* _Try it_: In the wheat disease report, how many of the roughly 82 samples tested positive for Wheat streak mosaic virus?

[[ Selected extract, beginning ]]

Wheat Streak Mosaic a Major Worry for 2017 Oklahoma Wheat Crop- Dr. Bob Hunger Oklahoma State University Extension Pathologist Dr. Bob Hunger offers his latest wheat disease report as the 2017 wheat crop rapidly works its way toward harvest.


"Nearly all of the wheat I saw this past week was along a line for about 100 miles west of Stillwater. Wheat around Stillwater is at the milk to soft dough stage. Wheat west of Stillwater ranged from full kernel to full kernel-milk. In this area, I saw both good and bad wheat. Much of the bad wheat I saw had been hit with wheat streak mosaic (WSM). To date, the Plant Disease and Insect Diagnostic Lab (Ms. Jen Olson, Director) has assessed about 82 wheat samples from 19 counties for Wheat streak mosaic virus (WSMV), High plains virus (HPV), and Barley yellow dwarf virus (BYDV; PAV strain). These 19 counties are located west of Stillwater, and mostly are west of I-35. Of these 82 samples, 56 were positive for WSMV, 11 were positive for HPV (all 11 co-infected with WSMV), and 42 were positive for BYDV. Four of the samples were positive for all three viruses. These figures indicate the severity of wheat viruses in Oklahoma this year. Reports from other states indicate this problem (mite transmitted viruses such as WSM) is just as severe up through the central plains. The cool, wet weather we have had can mitigate the effects of WSM and BYD, and help infected plants to continue to mature and finish. This would be especially true for plants/fields that were infected in the spring. However, yield and test weight will be affected especially if wheat was infected in the fall. For more information on mite-transmitted wheat viruses such as WSM, please see OSU Fact Sheet EPP-7328 (Wheat Streak Mosaic, High Plains Disease, and Triticum Mosaic: Three Virus Diseases of Wheat in Oklahoma) available by clicking or tapping here.

          

"Regarding leaf and stripe rust, I have seen mostly leaf rust over the last week, but signs of stripe rust (both active and inactive) also can be observed. On susceptible varieties that were not sprayed, leaf rust was severe (?60% flag leaf area showing pustules). In his nurseries at Lahoma in north-central OK, Dr. Brett Carver (OSU Wheat Breeder) is seeing some active and inactive stripe rust. Given our cool and wet weather, stripe rust appears to be re-activating. Dr. Carver also is seeing abundant and severe leaf rust.

[[ Selected extract, end ]]
[[ Records, beginning ]]

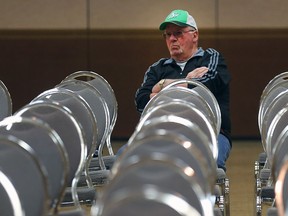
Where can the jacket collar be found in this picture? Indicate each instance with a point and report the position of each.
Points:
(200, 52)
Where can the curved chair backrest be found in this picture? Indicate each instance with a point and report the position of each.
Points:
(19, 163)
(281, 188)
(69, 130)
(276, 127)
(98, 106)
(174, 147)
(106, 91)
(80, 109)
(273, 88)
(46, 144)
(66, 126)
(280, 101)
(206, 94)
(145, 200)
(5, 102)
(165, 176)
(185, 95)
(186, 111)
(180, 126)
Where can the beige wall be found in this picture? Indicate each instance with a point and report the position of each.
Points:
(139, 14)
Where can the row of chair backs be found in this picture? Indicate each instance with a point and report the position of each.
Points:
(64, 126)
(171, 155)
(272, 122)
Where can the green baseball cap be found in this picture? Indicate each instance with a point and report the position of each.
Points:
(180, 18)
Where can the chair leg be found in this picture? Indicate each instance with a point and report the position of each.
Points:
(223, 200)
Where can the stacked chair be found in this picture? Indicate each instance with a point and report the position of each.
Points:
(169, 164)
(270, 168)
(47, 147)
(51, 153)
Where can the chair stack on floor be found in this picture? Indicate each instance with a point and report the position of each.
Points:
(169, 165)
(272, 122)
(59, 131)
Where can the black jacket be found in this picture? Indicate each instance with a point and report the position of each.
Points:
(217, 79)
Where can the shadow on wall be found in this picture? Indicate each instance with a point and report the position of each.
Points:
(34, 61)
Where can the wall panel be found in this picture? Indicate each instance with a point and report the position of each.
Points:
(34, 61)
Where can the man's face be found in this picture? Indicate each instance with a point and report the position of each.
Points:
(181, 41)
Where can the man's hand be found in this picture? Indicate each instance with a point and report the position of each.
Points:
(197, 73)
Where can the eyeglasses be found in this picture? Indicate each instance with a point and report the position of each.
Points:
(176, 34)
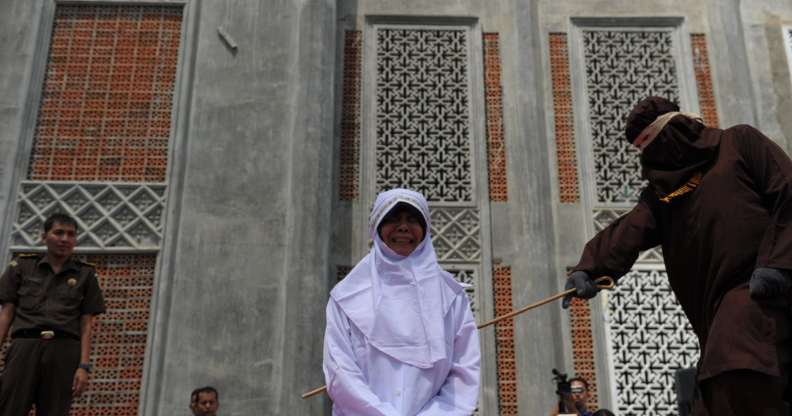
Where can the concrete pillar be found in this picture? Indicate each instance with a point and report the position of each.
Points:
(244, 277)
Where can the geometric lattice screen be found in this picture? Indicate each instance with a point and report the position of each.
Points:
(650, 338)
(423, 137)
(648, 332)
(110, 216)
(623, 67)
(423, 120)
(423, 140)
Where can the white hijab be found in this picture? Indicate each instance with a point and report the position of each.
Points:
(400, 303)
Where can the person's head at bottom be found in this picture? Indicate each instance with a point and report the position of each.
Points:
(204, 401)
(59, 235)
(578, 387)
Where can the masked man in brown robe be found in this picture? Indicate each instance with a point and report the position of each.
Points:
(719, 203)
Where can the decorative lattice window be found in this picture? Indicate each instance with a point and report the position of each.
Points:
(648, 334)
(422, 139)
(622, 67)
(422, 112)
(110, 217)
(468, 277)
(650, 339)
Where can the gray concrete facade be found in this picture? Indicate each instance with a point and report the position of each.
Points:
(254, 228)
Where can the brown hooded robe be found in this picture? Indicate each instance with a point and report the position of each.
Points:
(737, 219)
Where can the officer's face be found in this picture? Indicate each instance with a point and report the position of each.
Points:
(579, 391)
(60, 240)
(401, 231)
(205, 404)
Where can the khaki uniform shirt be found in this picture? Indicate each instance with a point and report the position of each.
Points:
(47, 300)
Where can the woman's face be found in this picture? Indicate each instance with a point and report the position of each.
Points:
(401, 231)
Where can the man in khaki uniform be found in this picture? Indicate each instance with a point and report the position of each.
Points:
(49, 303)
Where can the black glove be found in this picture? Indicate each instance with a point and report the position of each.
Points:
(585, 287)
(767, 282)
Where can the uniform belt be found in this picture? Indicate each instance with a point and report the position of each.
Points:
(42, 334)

[[ Records, end ]]
[[ Records, beginning ]]

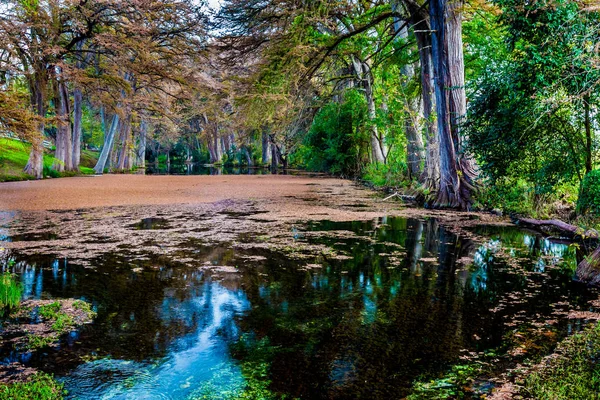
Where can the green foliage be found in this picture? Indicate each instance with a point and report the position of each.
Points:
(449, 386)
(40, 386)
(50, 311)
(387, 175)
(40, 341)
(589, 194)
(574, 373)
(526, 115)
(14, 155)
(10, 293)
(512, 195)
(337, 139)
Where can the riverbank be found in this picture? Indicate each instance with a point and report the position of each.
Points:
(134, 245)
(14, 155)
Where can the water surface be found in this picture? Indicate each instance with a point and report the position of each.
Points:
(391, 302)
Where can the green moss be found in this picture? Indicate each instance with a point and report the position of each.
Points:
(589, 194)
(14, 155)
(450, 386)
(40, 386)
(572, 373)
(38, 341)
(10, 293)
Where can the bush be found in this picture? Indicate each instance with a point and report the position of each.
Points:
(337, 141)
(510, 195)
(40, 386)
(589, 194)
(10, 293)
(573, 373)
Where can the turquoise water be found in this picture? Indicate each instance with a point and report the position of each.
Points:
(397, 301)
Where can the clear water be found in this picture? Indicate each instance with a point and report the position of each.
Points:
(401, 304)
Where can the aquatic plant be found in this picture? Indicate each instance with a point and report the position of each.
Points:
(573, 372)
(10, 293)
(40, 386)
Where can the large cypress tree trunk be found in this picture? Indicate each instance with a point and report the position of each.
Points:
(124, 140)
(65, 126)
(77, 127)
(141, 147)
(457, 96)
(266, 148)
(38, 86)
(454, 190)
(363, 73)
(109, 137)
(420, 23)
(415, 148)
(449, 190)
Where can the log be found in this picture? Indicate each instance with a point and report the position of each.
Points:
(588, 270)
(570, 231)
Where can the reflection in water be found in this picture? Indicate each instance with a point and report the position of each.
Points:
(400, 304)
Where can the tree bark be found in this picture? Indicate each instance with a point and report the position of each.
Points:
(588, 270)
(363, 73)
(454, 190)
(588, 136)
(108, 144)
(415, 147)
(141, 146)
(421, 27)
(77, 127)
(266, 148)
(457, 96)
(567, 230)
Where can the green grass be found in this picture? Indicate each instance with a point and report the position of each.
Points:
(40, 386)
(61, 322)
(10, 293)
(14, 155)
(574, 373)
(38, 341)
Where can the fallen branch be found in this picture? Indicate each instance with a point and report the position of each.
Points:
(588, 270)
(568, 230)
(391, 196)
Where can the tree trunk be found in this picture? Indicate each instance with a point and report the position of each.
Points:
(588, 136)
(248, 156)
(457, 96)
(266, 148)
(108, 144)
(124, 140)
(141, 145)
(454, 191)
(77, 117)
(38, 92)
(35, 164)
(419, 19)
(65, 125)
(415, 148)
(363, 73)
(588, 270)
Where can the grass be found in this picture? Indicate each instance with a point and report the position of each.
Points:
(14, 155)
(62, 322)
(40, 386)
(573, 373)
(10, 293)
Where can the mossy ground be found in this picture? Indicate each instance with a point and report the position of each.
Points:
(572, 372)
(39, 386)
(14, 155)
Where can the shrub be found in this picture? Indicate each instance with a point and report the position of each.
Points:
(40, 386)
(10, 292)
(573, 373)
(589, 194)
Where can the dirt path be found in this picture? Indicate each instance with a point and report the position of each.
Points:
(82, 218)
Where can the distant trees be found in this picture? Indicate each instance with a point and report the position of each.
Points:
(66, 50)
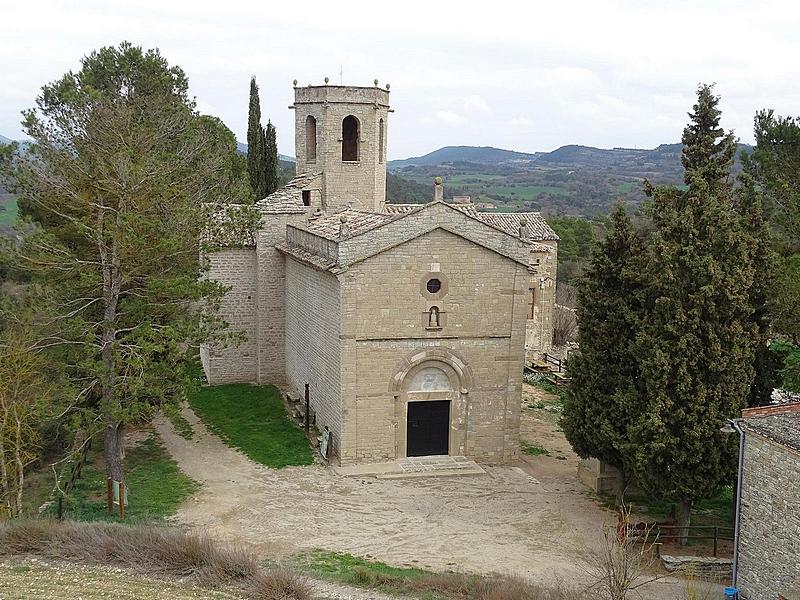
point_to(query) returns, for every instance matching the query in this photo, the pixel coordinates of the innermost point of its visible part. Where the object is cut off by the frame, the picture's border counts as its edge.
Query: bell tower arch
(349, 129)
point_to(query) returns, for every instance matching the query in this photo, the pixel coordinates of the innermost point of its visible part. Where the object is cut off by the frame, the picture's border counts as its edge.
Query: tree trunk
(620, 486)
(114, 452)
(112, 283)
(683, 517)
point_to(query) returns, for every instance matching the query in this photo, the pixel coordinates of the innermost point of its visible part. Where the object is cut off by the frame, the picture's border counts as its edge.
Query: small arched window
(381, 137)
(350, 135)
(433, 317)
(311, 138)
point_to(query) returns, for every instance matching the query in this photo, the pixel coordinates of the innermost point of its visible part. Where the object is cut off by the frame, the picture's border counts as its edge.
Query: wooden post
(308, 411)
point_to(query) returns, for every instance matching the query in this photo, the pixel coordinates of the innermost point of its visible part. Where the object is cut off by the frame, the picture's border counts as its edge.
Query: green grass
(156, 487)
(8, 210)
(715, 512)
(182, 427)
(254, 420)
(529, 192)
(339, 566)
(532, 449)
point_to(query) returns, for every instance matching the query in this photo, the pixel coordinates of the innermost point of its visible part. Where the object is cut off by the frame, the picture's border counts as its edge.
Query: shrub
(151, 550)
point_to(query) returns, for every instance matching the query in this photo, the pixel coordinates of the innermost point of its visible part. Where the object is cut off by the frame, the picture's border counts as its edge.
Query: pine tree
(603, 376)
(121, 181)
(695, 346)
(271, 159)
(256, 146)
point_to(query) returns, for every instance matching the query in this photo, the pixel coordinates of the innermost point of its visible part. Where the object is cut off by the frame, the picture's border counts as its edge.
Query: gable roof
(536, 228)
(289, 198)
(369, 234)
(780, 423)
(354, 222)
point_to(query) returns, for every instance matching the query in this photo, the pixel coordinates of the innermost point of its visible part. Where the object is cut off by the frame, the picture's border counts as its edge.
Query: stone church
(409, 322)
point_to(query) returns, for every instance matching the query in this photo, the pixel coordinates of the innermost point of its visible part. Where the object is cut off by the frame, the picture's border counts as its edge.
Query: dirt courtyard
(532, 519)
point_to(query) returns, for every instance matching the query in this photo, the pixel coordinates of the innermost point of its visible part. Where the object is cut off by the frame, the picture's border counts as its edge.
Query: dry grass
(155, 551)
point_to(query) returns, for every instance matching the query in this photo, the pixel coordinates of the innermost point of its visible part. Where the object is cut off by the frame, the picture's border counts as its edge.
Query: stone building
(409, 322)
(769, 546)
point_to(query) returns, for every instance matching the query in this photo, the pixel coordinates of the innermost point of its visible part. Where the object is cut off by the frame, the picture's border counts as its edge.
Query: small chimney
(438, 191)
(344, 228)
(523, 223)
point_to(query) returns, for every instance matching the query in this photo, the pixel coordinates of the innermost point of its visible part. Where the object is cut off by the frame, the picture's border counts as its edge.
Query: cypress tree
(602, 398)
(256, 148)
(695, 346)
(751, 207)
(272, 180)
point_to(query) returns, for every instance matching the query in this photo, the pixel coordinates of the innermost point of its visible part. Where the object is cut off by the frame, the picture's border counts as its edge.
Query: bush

[[ Records, end ]]
[[ Records, beginning ]]

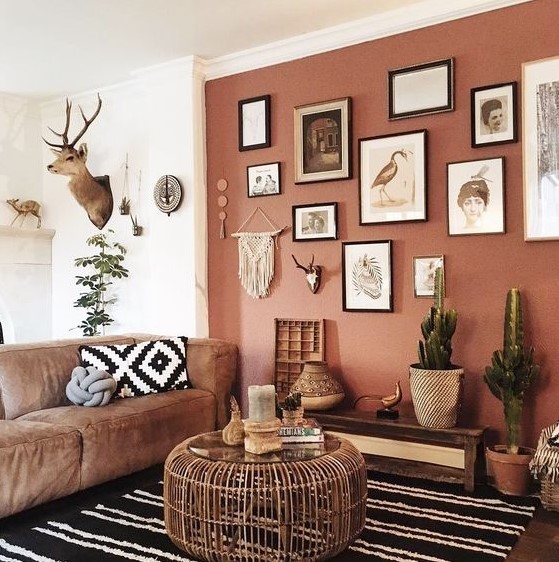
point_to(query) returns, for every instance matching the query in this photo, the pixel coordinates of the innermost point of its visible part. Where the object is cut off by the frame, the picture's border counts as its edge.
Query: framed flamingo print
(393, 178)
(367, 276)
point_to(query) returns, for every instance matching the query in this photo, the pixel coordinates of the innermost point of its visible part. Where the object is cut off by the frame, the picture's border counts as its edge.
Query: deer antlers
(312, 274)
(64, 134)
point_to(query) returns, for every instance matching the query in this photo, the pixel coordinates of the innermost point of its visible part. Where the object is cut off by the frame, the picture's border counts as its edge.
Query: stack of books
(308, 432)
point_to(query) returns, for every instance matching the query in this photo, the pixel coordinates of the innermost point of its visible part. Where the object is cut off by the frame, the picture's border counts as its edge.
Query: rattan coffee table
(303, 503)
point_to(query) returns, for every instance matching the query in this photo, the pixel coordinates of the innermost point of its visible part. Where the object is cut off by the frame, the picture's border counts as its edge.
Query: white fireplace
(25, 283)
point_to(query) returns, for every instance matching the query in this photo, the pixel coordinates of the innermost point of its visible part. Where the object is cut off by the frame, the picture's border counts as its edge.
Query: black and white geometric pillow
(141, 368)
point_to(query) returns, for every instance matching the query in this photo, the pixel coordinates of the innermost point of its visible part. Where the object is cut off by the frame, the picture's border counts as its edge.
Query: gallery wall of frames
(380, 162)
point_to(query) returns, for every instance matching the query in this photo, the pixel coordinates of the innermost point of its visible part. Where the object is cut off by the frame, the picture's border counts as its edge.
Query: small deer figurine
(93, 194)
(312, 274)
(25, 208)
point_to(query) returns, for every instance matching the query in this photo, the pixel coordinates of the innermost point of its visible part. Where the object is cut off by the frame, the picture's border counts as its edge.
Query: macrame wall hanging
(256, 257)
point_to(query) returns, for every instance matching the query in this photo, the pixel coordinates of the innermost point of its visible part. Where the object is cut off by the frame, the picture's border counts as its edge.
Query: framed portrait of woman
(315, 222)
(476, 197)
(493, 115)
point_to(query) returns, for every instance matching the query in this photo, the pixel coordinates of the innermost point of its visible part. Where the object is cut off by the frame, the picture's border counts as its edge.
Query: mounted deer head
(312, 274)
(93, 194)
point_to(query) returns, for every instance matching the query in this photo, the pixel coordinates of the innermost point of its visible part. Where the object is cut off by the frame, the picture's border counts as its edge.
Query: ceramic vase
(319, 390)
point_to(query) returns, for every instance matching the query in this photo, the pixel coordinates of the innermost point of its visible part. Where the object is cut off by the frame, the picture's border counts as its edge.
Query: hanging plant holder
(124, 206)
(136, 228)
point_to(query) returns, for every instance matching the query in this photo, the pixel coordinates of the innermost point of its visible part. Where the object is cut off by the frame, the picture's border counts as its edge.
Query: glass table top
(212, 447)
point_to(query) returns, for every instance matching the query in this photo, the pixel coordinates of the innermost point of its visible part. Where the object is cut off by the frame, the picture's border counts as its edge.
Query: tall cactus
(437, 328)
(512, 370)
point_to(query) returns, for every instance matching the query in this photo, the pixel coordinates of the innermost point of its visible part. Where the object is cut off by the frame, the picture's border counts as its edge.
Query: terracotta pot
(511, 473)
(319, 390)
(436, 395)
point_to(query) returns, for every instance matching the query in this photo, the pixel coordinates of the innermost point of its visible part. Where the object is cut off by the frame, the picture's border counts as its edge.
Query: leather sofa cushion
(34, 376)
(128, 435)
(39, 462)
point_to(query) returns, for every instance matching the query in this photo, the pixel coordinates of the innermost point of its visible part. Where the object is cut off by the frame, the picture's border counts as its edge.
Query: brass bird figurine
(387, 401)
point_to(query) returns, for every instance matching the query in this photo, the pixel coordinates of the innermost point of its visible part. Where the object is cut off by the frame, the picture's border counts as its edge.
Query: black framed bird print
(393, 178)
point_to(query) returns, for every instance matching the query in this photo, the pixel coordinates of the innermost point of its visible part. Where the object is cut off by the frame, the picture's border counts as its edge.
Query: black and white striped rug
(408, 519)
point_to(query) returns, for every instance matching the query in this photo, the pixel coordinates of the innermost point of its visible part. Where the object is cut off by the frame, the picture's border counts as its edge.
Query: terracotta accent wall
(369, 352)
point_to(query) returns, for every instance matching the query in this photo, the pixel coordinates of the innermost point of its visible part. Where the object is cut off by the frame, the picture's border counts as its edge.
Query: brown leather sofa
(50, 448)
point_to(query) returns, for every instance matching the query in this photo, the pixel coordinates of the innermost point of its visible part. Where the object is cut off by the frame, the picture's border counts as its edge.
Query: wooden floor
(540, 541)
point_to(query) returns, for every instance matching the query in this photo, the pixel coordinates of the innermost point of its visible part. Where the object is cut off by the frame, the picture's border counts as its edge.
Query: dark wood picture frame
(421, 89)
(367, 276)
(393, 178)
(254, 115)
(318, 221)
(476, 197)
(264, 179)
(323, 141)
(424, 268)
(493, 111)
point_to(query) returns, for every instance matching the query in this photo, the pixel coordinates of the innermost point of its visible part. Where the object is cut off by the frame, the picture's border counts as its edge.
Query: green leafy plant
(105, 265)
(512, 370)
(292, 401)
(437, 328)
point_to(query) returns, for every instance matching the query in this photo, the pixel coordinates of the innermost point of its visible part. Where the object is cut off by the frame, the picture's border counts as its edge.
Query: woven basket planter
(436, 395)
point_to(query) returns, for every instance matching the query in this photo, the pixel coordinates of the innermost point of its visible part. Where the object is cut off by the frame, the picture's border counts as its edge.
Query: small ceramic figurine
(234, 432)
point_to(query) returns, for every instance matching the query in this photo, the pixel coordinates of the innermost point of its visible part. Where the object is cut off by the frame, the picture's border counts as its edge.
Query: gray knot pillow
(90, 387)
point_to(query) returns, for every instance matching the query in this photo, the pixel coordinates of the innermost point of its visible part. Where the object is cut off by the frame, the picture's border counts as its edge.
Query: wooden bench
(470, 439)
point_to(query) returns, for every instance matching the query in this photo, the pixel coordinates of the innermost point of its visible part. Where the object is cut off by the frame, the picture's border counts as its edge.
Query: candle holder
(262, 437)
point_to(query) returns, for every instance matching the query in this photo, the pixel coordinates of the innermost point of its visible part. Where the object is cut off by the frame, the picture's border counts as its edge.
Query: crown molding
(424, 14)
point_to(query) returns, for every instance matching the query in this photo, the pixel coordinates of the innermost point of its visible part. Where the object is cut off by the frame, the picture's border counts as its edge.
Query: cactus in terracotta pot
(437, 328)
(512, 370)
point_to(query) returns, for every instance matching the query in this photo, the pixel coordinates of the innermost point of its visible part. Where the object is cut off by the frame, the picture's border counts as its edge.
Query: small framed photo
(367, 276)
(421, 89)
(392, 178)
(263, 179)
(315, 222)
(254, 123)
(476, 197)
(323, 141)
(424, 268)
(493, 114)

[[ Records, end ]]

* _Response to the exercise_: 56 samples tested positive for Wheat streak mosaic virus.